**Quoted passage:**
○ ○ ○ ○ ○ ○ ○

Digital Unsettling: Decoloniality and Dispossession in the Age of Social Media

How digital networks are positioned within the enduring structures of coloniality

The revolutionary aspirations that fueled decolonization circulated on paper—as pamphlets, leaflets, handbills, and brochures. Now—as evidenced by movements from the Arab Spring to Black Lives Matter—revolutions, protests, and political dissidence are profoundly shaped by information circulating through digital networks.

Digital Unsettling is a critical exploration of digitalization that puts contemporary “decolonizing” movements into conversation with theorizations of digital communication. Sahana Udupa and Ethiraj Gabriel Dattatreyan interrogate the forms, forces, and processes that have reinforced neocolonial relations within contemporary digital environments, at a time when digital networks—and the agendas and actions they proffer—have unsettled entrenched hierarchies in unforeseen ways.

○ ○ ○ ○ ○ ○ ○

**What you should do:** Continue the book description of Digital Unsettling from the point where it stops.

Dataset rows

○ ○ ○ ○ ○ ○ ○

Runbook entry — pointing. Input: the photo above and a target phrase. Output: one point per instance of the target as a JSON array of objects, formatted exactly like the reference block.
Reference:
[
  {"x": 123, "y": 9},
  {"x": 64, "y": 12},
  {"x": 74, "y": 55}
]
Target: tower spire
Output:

○ ○ ○ ○ ○ ○ ○

**Answer to this problem:**
Digital Unsettling examines events—the toppling of statues in the UK, the proliferation of #BLM activism globally, the rise of Hindu nationalists in North America, the trolling of academics, among others—and how they circulated online and across national boundaries. In doing so, Udupa and Dattatreyan demonstrate how the internet has become the key site for an invigorated anticolonial internationalism, but has simultaneously augmented conditions of racial hierarchy within nations, in the international order, and in the liminal spaces that shape human migration and the lives of those that are on the move. Digital Unsettling establishes a critical framework for placing digitalization within the longue durée of coloniality, while also revealing the complex ways in which the internet is entwined with persistent global calls for decolonization.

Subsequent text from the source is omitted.